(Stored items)
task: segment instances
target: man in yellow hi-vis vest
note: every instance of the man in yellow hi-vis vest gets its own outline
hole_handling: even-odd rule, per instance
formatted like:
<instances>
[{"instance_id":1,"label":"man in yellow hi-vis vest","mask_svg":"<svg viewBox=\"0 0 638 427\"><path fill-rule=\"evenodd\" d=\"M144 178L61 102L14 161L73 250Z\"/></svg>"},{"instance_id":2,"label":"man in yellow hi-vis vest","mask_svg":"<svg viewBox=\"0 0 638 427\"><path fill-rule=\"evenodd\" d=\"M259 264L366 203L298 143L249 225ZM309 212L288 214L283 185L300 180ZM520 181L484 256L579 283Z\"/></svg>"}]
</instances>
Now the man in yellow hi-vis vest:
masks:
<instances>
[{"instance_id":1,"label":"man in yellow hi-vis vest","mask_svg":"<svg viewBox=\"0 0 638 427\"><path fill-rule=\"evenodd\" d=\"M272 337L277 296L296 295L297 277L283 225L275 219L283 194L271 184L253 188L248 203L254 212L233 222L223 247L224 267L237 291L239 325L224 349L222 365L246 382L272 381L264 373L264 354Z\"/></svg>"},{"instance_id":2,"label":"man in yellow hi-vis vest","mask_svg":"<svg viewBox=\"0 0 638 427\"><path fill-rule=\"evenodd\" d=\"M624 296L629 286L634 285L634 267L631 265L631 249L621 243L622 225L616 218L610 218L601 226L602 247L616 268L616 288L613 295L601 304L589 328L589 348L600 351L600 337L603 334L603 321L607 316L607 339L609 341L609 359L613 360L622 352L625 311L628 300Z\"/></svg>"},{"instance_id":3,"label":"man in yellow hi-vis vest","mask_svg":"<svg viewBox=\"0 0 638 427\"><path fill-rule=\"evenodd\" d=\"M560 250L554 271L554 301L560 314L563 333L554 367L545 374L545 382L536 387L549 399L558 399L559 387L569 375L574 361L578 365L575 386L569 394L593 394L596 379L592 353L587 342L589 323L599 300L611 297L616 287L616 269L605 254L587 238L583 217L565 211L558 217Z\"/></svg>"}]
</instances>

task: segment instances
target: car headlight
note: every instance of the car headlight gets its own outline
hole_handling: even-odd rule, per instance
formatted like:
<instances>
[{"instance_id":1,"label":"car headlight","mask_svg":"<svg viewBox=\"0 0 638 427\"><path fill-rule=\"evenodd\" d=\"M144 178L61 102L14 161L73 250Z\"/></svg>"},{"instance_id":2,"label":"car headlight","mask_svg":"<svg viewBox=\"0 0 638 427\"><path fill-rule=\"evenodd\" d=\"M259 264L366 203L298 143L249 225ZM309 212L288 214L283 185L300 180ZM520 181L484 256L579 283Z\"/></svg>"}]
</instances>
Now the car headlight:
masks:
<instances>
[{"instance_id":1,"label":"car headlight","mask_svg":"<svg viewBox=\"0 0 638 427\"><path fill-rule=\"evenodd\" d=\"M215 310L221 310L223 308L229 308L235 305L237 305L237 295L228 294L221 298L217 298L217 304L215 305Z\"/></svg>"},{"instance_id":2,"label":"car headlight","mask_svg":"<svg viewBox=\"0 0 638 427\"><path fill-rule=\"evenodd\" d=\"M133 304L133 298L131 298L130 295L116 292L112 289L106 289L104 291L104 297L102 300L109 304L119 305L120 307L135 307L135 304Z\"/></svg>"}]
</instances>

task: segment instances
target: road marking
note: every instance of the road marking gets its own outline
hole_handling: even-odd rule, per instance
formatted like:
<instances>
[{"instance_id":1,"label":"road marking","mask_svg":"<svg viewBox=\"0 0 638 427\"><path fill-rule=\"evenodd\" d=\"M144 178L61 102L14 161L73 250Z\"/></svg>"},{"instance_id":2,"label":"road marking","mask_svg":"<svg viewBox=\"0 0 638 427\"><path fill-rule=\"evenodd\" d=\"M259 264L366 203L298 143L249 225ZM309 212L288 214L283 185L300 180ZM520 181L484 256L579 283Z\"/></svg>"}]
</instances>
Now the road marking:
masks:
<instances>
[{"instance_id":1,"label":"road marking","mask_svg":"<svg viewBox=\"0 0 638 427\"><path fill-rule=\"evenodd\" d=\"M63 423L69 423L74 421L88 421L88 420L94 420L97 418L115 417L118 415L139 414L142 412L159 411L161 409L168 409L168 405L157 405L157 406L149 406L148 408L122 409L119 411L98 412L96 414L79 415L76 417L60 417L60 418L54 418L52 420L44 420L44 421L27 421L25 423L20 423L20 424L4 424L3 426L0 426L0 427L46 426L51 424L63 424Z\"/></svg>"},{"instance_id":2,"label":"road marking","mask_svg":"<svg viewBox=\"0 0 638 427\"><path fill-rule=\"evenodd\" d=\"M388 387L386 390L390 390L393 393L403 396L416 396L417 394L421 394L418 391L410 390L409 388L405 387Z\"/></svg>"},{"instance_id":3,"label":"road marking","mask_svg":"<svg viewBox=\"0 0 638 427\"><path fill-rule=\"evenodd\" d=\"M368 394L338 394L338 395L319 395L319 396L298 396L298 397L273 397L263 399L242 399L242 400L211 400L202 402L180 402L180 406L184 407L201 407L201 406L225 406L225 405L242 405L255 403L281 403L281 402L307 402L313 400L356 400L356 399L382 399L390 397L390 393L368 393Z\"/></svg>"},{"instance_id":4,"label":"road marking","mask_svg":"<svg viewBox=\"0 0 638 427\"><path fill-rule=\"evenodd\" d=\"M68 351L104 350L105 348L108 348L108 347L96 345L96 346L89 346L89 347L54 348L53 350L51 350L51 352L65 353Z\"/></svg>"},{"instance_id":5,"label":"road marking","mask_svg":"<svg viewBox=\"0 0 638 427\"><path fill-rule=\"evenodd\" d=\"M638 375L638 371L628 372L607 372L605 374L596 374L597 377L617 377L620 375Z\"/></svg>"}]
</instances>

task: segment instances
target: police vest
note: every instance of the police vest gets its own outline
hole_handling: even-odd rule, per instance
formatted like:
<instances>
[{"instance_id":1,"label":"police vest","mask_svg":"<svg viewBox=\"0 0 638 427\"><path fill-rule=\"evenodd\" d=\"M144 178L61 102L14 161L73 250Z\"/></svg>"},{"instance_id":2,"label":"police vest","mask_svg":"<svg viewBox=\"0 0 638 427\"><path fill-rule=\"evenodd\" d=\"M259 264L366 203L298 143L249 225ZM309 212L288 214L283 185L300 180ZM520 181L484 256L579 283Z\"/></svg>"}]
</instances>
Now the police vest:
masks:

◆ Problem to solve:
Once you have read the records above, write them out again exactly.

◆ Finished exercise:
task: segment instances
target: man in yellow hi-vis vest
note: every instance of the man in yellow hi-vis vest gets its own outline
hole_handling: even-odd rule, per instance
formatted like:
<instances>
[{"instance_id":1,"label":"man in yellow hi-vis vest","mask_svg":"<svg viewBox=\"0 0 638 427\"><path fill-rule=\"evenodd\" d=\"M144 178L61 102L14 161L73 250Z\"/></svg>"},{"instance_id":2,"label":"man in yellow hi-vis vest","mask_svg":"<svg viewBox=\"0 0 638 427\"><path fill-rule=\"evenodd\" d=\"M259 264L366 203L298 143L249 225ZM309 212L288 214L283 185L300 180ZM520 181L484 256L579 283Z\"/></svg>"}]
</instances>
Now the man in yellow hi-vis vest:
masks:
<instances>
[{"instance_id":1,"label":"man in yellow hi-vis vest","mask_svg":"<svg viewBox=\"0 0 638 427\"><path fill-rule=\"evenodd\" d=\"M272 337L277 296L296 295L297 277L283 225L275 219L283 194L271 184L253 188L248 203L254 212L233 222L223 247L224 267L237 291L239 325L224 349L222 365L246 382L272 381L264 373L264 354Z\"/></svg>"},{"instance_id":2,"label":"man in yellow hi-vis vest","mask_svg":"<svg viewBox=\"0 0 638 427\"><path fill-rule=\"evenodd\" d=\"M624 296L629 286L634 285L634 267L631 265L631 249L621 243L622 225L616 218L610 218L601 226L602 247L616 268L616 288L613 295L601 304L589 328L589 348L600 351L600 337L603 334L603 321L607 316L607 339L609 341L609 359L613 360L622 352L625 311L628 300Z\"/></svg>"},{"instance_id":3,"label":"man in yellow hi-vis vest","mask_svg":"<svg viewBox=\"0 0 638 427\"><path fill-rule=\"evenodd\" d=\"M560 250L554 271L554 301L560 314L563 333L554 367L545 374L545 382L536 387L549 399L558 399L559 387L569 375L574 361L578 365L575 386L569 394L593 394L596 379L592 353L587 342L589 323L599 300L611 297L616 287L616 269L605 254L587 238L583 217L565 211L558 217Z\"/></svg>"}]
</instances>

task: segment instances
target: car headlight
note: every instance of the car headlight gets its own outline
hole_handling: even-odd rule, per instance
formatted like:
<instances>
[{"instance_id":1,"label":"car headlight","mask_svg":"<svg viewBox=\"0 0 638 427\"><path fill-rule=\"evenodd\" d=\"M144 178L61 102L14 161L73 250Z\"/></svg>"},{"instance_id":2,"label":"car headlight","mask_svg":"<svg viewBox=\"0 0 638 427\"><path fill-rule=\"evenodd\" d=\"M259 264L366 203L298 143L249 225ZM309 212L288 214L283 185L300 180ZM520 181L484 256L579 283Z\"/></svg>"}]
</instances>
Now the car headlight:
masks:
<instances>
[{"instance_id":1,"label":"car headlight","mask_svg":"<svg viewBox=\"0 0 638 427\"><path fill-rule=\"evenodd\" d=\"M215 310L221 310L223 308L229 308L235 305L237 305L237 295L228 294L221 298L217 298L217 304L215 305Z\"/></svg>"},{"instance_id":2,"label":"car headlight","mask_svg":"<svg viewBox=\"0 0 638 427\"><path fill-rule=\"evenodd\" d=\"M133 304L133 298L131 298L130 295L116 292L112 289L106 289L104 291L104 297L102 300L109 304L119 305L120 307L135 307L135 304Z\"/></svg>"}]
</instances>

task: segment instances
target: road marking
note: every instance of the road marking gets its own outline
hole_handling: even-odd rule, per instance
formatted like:
<instances>
[{"instance_id":1,"label":"road marking","mask_svg":"<svg viewBox=\"0 0 638 427\"><path fill-rule=\"evenodd\" d=\"M144 178L61 102L14 161L73 250Z\"/></svg>"},{"instance_id":2,"label":"road marking","mask_svg":"<svg viewBox=\"0 0 638 427\"><path fill-rule=\"evenodd\" d=\"M259 264L366 203L298 143L249 225ZM309 212L288 214L283 185L300 180ZM520 181L484 256L579 283Z\"/></svg>"}]
</instances>
Now the road marking:
masks:
<instances>
[{"instance_id":1,"label":"road marking","mask_svg":"<svg viewBox=\"0 0 638 427\"><path fill-rule=\"evenodd\" d=\"M63 423L69 423L74 421L88 421L88 420L94 420L97 418L115 417L118 415L139 414L142 412L159 411L161 409L168 409L168 405L157 405L157 406L149 406L148 408L122 409L119 411L98 412L96 414L79 415L76 417L60 417L60 418L54 418L52 420L44 420L44 421L27 421L25 423L20 423L20 424L4 424L3 426L0 426L0 427L46 426L51 424L63 424Z\"/></svg>"},{"instance_id":2,"label":"road marking","mask_svg":"<svg viewBox=\"0 0 638 427\"><path fill-rule=\"evenodd\" d=\"M388 387L386 390L390 390L393 393L403 396L416 396L417 394L421 394L418 391L410 390L409 388L405 387Z\"/></svg>"},{"instance_id":3,"label":"road marking","mask_svg":"<svg viewBox=\"0 0 638 427\"><path fill-rule=\"evenodd\" d=\"M368 394L338 394L338 395L319 395L319 396L298 396L298 397L273 397L263 399L242 399L242 400L211 400L202 402L180 402L180 406L184 407L201 407L201 406L225 406L225 405L242 405L255 403L281 403L281 402L307 402L313 400L356 400L356 399L382 399L390 397L390 393L368 393Z\"/></svg>"},{"instance_id":4,"label":"road marking","mask_svg":"<svg viewBox=\"0 0 638 427\"><path fill-rule=\"evenodd\" d=\"M68 351L104 350L105 348L108 348L108 347L96 345L96 346L89 346L89 347L54 348L53 350L51 350L51 352L65 353Z\"/></svg>"},{"instance_id":5,"label":"road marking","mask_svg":"<svg viewBox=\"0 0 638 427\"><path fill-rule=\"evenodd\" d=\"M638 375L638 371L628 372L607 372L605 374L596 374L597 377L617 377L620 375Z\"/></svg>"}]
</instances>

task: segment instances
target: police vest
note: every instance of the police vest gets its own outline
hole_handling: even-odd rule, per instance
formatted like:
<instances>
[{"instance_id":1,"label":"police vest","mask_svg":"<svg viewBox=\"0 0 638 427\"><path fill-rule=\"evenodd\" d=\"M144 178L61 102L14 161L73 250Z\"/></svg>"},{"instance_id":2,"label":"police vest","mask_svg":"<svg viewBox=\"0 0 638 427\"><path fill-rule=\"evenodd\" d=\"M259 264L366 203L298 143L249 225ZM309 212L288 214L283 185L300 180ZM520 181L484 256L579 283Z\"/></svg>"}]
</instances>
Now the police vest:
masks:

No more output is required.